[Source document]

Er... still on the modeling, not on the analytic solution side of
this, I should be doing:
F=: (2*#) * */@:-. * +/&.:*:
prob=:dyad define
NB. x: number of samples for each dimension
NB. y: number of dimensions
dz=. %x
(dz * +/)^:(#@$) F"1 >{y#<(0.5+i.x)%x
)
The change is the subexpression (0.5+i.x)%x
This corresponds to using the trapezoid rule for a riemann sum. (It
also makes the result of the approximation more accurate than my
earlier fumblings.)
But what I would like to do is represent each iteration (currently the
inductive stages of (dz * +/)^:(#@$) F"1) analytically. And, for that,
I need an analytic technique which I am not comfortable with. And
that's where I am looking for help.

[Given records]
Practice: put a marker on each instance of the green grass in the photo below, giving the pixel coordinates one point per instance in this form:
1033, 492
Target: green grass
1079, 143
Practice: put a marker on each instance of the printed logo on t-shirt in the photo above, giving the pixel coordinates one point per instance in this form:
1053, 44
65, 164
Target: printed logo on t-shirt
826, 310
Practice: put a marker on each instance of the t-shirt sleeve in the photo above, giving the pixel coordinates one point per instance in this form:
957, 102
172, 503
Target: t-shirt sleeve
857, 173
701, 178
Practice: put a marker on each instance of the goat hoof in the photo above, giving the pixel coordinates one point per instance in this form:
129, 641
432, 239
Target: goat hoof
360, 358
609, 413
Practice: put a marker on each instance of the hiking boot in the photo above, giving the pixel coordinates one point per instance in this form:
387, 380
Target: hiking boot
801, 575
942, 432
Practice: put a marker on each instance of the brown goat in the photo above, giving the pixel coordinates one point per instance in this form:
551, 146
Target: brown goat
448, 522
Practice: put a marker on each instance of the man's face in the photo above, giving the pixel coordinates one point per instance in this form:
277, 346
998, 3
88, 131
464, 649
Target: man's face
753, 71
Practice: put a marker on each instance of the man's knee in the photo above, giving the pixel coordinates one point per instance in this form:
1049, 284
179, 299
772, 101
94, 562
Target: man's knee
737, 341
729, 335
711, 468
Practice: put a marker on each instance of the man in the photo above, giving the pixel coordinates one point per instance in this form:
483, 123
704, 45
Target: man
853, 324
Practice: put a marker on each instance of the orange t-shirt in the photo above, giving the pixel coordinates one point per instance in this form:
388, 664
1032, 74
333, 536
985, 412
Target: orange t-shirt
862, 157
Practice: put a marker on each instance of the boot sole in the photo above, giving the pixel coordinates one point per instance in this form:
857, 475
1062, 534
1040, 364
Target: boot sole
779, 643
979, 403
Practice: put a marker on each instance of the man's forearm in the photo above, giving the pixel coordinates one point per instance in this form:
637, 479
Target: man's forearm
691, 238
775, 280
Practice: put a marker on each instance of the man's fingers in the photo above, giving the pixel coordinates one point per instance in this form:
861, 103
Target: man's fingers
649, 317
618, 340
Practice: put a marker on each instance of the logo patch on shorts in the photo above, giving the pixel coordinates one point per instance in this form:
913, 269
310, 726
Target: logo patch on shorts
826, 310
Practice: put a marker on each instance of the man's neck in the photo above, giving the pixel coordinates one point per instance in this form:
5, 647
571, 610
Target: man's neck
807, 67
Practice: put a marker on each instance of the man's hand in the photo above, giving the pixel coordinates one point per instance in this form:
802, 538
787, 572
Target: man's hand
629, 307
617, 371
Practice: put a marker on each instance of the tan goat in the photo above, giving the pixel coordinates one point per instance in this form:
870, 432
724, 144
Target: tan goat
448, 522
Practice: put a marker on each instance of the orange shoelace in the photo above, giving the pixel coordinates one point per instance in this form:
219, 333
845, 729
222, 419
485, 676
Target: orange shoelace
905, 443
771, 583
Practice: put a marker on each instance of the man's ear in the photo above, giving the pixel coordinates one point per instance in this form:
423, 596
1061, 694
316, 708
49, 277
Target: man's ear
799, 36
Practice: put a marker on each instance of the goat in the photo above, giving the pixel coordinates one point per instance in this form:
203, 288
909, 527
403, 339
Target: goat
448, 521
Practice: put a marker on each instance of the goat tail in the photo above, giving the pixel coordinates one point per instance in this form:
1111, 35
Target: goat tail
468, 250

[Request]
Reproduce the part of the forum post between "The change is" and "looking for help.", inclusive.

[Output below]
The change is the subexpression (0.5+i.x)%x
This corresponds to using the trapezoid rule for a riemann sum. (It
also makes the result of the approximation more accurate than my
earlier fumblings.)
But what I would like to do is represent each iteration (currently the
inductive stages of (dz * +/)^:(#@$) F"1) analytically. And, for that,
I need an analytic technique which I am not comfortable with. And
that's where I am looking for help.